= Beginning of Section =
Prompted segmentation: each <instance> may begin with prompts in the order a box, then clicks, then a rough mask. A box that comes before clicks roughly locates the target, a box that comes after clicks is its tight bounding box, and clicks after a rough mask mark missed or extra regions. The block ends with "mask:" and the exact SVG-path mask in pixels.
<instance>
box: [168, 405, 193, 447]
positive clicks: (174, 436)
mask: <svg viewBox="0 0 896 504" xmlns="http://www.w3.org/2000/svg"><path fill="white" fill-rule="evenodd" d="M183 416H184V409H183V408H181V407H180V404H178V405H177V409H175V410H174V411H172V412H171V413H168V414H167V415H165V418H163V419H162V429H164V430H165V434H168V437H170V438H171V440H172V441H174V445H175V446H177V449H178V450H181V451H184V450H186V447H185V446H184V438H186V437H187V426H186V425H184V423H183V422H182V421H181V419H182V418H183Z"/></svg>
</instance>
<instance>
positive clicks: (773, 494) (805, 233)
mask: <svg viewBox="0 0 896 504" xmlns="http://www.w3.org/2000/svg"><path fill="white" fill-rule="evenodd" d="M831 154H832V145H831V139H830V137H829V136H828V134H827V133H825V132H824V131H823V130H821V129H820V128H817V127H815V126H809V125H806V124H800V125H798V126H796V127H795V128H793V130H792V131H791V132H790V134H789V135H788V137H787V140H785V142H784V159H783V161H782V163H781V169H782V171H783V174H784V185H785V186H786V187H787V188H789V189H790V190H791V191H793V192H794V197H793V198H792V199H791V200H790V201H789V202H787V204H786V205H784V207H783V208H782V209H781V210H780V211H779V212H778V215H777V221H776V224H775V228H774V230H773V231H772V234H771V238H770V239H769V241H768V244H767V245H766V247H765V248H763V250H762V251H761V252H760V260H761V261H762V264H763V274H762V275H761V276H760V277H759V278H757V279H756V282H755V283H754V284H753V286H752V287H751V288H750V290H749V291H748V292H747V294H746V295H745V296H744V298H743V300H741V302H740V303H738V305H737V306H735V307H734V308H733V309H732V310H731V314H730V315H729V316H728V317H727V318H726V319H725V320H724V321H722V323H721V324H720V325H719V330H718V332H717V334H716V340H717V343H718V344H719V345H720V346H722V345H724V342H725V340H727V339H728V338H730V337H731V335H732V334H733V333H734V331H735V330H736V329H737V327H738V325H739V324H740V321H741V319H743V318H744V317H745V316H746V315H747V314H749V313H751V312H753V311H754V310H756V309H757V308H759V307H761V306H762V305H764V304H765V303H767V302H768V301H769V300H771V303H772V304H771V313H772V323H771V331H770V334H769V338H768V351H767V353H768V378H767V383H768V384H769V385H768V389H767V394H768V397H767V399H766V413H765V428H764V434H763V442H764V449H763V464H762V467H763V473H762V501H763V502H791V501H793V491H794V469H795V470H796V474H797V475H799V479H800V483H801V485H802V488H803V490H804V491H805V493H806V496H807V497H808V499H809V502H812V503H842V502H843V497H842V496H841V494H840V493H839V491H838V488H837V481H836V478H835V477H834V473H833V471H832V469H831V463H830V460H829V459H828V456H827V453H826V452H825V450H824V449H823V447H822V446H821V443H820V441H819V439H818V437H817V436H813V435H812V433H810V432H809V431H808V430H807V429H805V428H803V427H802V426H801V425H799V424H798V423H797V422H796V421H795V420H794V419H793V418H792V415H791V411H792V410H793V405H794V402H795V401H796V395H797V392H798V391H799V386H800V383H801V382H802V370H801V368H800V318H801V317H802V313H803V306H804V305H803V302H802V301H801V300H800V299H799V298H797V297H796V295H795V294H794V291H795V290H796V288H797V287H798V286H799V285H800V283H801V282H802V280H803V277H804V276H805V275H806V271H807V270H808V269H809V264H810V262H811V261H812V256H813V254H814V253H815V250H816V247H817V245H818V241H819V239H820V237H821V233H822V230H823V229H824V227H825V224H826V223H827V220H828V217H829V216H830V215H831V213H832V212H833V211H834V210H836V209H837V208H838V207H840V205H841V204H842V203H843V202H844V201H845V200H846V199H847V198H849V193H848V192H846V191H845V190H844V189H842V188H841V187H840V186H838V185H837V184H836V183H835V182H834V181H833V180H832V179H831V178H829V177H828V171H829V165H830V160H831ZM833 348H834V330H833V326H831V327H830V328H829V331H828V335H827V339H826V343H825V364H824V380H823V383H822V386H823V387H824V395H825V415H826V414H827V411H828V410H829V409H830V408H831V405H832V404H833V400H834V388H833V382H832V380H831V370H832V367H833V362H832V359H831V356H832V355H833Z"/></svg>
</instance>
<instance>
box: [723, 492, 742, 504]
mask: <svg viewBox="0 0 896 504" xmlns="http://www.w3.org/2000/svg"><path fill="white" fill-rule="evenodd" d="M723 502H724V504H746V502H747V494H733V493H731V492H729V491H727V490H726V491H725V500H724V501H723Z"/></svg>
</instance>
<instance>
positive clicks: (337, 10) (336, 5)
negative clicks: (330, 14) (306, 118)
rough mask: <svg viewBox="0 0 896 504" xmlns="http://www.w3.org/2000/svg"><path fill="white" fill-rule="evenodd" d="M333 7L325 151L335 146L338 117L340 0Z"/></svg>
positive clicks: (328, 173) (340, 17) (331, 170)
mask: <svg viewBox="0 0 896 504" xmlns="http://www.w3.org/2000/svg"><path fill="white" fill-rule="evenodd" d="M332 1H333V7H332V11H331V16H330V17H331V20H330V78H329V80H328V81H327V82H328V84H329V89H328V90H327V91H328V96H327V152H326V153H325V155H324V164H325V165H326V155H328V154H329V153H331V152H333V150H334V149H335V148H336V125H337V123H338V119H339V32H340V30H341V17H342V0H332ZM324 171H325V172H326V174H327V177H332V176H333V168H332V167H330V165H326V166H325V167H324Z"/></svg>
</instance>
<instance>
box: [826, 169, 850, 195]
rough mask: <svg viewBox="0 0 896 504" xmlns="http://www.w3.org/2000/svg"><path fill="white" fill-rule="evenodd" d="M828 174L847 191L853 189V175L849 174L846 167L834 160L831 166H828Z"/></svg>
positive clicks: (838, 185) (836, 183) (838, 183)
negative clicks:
= End of Section =
[Prompt] From the data above, copy out each line that contains the string "rough".

[Solution]
Prompted segmentation: each <instance> may begin with prompts in the order a box, then clicks, then a rough mask. A box that comes before clicks roughly locates the target, a box that comes after clicks is its tight bounding box, and clicks after a rough mask mark missed or extra regions. The block ends with "mask:" and the exact SVG-path mask in pixels.
rough mask: <svg viewBox="0 0 896 504" xmlns="http://www.w3.org/2000/svg"><path fill="white" fill-rule="evenodd" d="M333 7L325 151L335 146L338 117L340 0Z"/></svg>
rough mask: <svg viewBox="0 0 896 504" xmlns="http://www.w3.org/2000/svg"><path fill="white" fill-rule="evenodd" d="M828 174L847 191L853 189V175L849 174L846 167L834 160L831 166H828Z"/></svg>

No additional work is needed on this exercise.